> VORLIEGENDER TEXT:
____
Faxbox-Predigt zum 3. Fastensonntag (26.03.2000)
Es regiert die Gier – und nichts anderes! So könnten wir den Vorwurf Jesu in einem Satz zusammenfassen, der ihn veranlasst im Tempel handgreiflich zu werden. Solch ein Verhalten sind wir von Jesus überhaupt nicht gewöhnt.
Der sonst so sanftmütig wirkende Jesus schmeißt im Tempel Tische um, das Geld der Wechselstuben fliegt durch den Vorhof des Tempels und an den Händlern lässt Jesus auch kein gutes Haar. Was bringt ihn eigentlich so in Rage? Es regiert die Gier und nichts anderes, das bringt ihn auf die Palme! Hier werden Geschäfte gemacht, profitabel verkauft, Gebühren erhoben, Käufer über`s Ohr gehauen und zu allem Überfluss, so das religiöse Empfinden der Tempelbesucher ausgebeutet. Da macht Jesus Nägel mit Köpfen und schmeißt alle raus, die an diesem Ort des Gebetes und so der Gottesbegegnung nicht zu suchen haben.
Hat Jesus etwas gegen Erwerbstätigkeit? Ist er sauer, weil seine Zeitgenossen Geld verdienen wollen um ihre Familien zu ernähren? Sicherlich hat Jesus etwas gegen Ausbeutung und Wucher aber nichts gegen einen seriösen Gelderwerb. Jedoch alles zu seiner Zeit und besonders an angemessenem Ort und aus ehrlichen Motiven! Das ist hier seine konkrete Kritik: Die Leute kommen, um zu beten und ihre Opfergaben zu bringen, aber nicht, um zu handeln, der Tempel ist ein Haus Gottes und keine Markthalle und die Motive sind auch nicht lauter, da ein religiöses Gebot, Opfertiere darzubringen, zum Gelderwerb missbraucht wird! So geht es also nicht ergo: Raus mit alle dem, was hier nicht hingehört.
Mit dieser Tempelreinigung entfernt Jesus von diesem heiligen Ort alles, was den eigentlichen Sinn dieser Stätte verstellt und somit missachtet. Der Tempel ist einzig und allein ein Ort der Gottesbegegnung! Nochmals, Jesus ist nicht gegen einen menschenwürdigen Gelderwerb um angemessen leben zu können, sondern Jesus ist gegen die Entfremdung und Materialisierung des Tempelbezirkes, die ihn profanisiert.
____
> BEREITGESTELLTE EINTRÄGE:
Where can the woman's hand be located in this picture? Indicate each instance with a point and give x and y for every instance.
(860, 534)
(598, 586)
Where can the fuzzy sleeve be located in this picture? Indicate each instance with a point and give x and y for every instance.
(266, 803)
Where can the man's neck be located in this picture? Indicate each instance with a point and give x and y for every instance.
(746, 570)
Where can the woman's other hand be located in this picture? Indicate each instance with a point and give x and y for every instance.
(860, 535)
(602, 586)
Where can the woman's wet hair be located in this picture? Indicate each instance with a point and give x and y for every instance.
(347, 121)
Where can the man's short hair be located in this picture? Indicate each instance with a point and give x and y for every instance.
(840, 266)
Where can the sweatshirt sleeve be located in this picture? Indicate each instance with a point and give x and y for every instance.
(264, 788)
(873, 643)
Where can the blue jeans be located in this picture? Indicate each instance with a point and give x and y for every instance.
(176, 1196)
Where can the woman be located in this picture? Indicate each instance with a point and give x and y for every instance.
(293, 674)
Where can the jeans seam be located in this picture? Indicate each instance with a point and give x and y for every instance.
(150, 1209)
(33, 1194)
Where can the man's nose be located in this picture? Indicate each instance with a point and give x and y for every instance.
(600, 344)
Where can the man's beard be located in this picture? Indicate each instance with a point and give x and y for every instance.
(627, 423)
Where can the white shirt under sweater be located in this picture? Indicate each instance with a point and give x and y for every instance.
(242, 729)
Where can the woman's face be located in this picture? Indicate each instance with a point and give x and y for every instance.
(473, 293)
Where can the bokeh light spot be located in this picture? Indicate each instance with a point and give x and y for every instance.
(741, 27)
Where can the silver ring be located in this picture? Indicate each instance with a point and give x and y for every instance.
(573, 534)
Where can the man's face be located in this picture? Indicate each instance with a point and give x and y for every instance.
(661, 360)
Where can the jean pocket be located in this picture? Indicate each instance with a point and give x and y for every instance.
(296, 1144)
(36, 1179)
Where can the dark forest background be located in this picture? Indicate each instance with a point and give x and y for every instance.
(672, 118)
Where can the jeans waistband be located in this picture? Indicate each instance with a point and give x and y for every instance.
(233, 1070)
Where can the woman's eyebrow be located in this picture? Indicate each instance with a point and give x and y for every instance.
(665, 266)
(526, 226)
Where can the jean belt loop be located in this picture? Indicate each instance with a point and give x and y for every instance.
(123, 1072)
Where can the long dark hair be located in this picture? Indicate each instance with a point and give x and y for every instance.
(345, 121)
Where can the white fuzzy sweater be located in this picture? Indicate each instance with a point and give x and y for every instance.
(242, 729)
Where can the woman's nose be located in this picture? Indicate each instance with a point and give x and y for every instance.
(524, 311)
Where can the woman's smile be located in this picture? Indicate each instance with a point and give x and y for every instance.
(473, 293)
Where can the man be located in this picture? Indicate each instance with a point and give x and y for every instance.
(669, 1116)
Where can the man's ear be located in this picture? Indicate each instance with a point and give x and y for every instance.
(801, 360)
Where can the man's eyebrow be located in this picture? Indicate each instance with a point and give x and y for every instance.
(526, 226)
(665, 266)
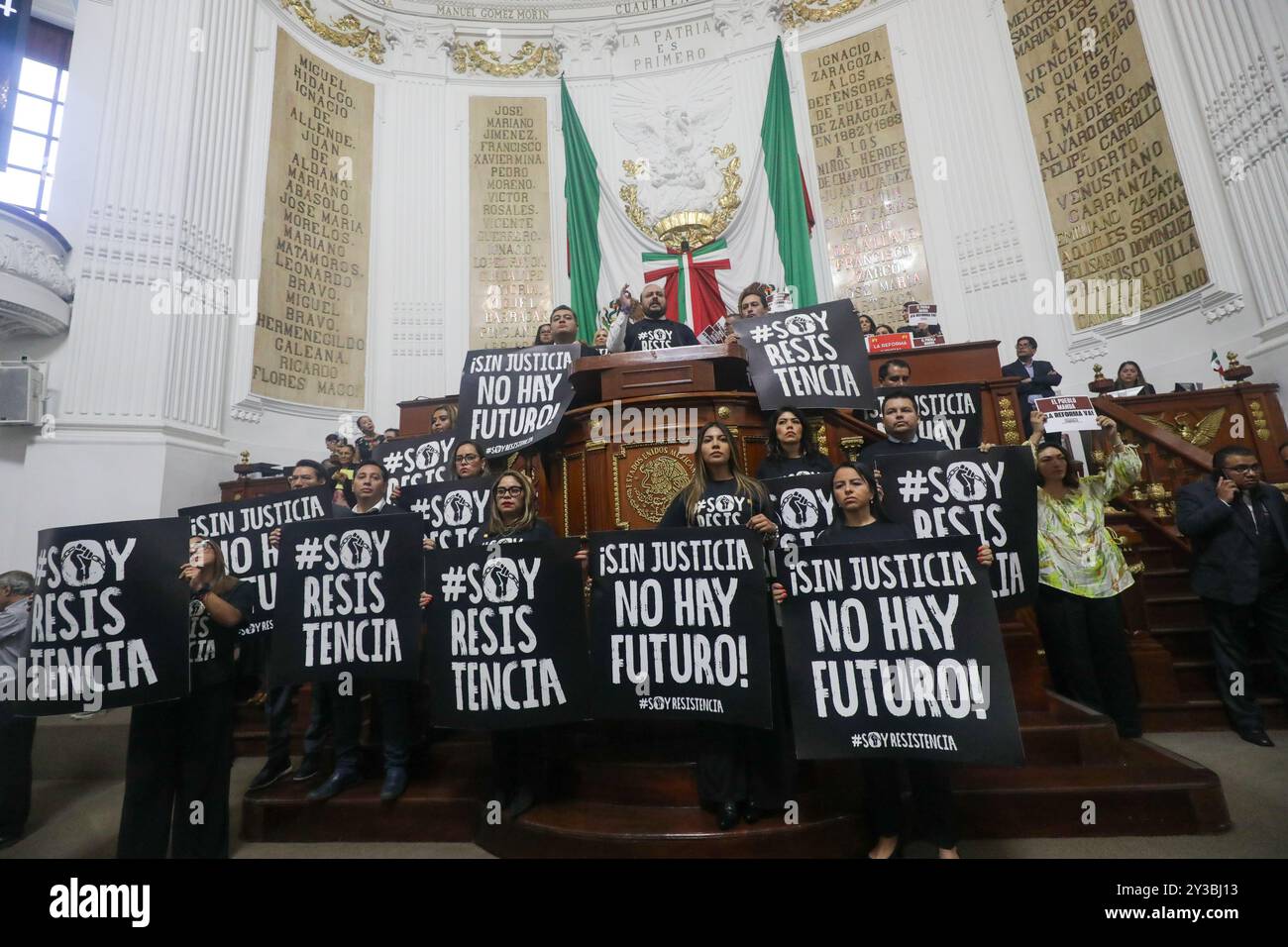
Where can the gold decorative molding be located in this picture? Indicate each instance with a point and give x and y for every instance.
(348, 33)
(698, 227)
(531, 58)
(815, 11)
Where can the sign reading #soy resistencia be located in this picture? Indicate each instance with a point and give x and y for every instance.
(811, 357)
(348, 599)
(108, 620)
(506, 642)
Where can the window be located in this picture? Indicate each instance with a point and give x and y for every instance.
(29, 175)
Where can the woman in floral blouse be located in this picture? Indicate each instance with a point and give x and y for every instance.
(1081, 575)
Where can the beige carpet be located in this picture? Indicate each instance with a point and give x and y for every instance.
(76, 818)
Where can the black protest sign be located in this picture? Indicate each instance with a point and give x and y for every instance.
(511, 398)
(454, 512)
(810, 357)
(679, 626)
(947, 412)
(108, 620)
(988, 495)
(243, 531)
(348, 599)
(805, 508)
(893, 650)
(416, 460)
(506, 643)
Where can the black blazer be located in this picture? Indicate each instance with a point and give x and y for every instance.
____
> AUFGABEN:
1 – Schreib aus der Predigt zur Tempelreinigung die Passage von „Es regiert die Gier –" bis „zu suchen haben." wortgetreu ab.
2 – Beantworte anhand der Predigt zur Tempelreinigung:
(a) Was schmeißt Jesus im Tempel um?
(b) Welches religiöse Gebot wird zum Gelderwerb missbraucht?
(c) Was ist der Tempel laut dem letzten Absatz einzig und allein?
3 – Nimm die Predigt zur Tempelreinigung nach ihrem letzten Satz wieder auf und schreib sie weiter.

> ERWARTETE ANTWORTEN:
1 –
Es regiert die Gier – und nichts anderes! So könnten wir den Vorwurf Jesu in einem Satz zusammenfassen, der ihn veranlasst im Tempel handgreiflich zu werden. Solch ein Verhalten sind wir von Jesus überhaupt nicht gewöhnt.
Der sonst so sanftmütig wirkende Jesus schmeißt im Tempel Tische um, das Geld der Wechselstuben fliegt durch den Vorhof des Tempels und an den Händlern lässt Jesus auch kein gutes Haar. Was bringt ihn eigentlich so in Rage? Es regiert die Gier und nichts anderes, das bringt ihn auf die Palme! Hier werden Geschäfte gemacht, profitabel verkauft, Gebühren erhoben, Käufer über`s Ohr gehauen und zu allem Überfluss, so das religiöse Empfinden der Tempelbesucher ausgebeutet. Da macht Jesus Nägel mit Köpfen und schmeißt alle raus, die an diesem Ort des Gebetes und so der Gottesbegegnung nicht zu suchen haben.

2 –
(a) Tische
(b) Das Gebot, Opfertiere darzubringen
(c) Ein Ort der Gottesbegegnung

3 –
Betrifft dieses Evangelium nun nur diejenigen Pfarrer, Kirchenvorstände und Gruppen, die in den Vorräumen unserer Kirchen Postkarten und Kunstführer, kleinere erbauliche Schriften oder Bazarartikel anbieten? Wenn das so wäre, könnte schnell Abhilfe geschaffen werden.
Wenn das Evangelium des heutigen Tages nicht eins zu eins übersetzt werden will, dann darf es eben nicht so enggeführt werden, sonder es bietet sich von selbst an übertragen zu werden auf Situationen menschlichen Lebens, in denen etwas wesentliches entfremdet und vermaterialisiert wird.
Es regiert die Gier – und nichts anderes! So kann die Kritik, die Jesus in diesem Evangelium zum Ausdruck bringt, zusammengefasst werden.
Es regiert die Gier – und nichts anderes, diese Worte stammen aber aus einem ganz anderen Mund! Wenn wir nun erfahren, dass jener, der diese Worte in der hinter uns liegenden Woche gesagt hat, von Beruf Börsenchef des zweitgrößten Fondsverwalters in Deutschland ist, so mag das doch sehr erstaunen und im Vergleich mit der Profession Jesu eigentlich unmöglich klingen.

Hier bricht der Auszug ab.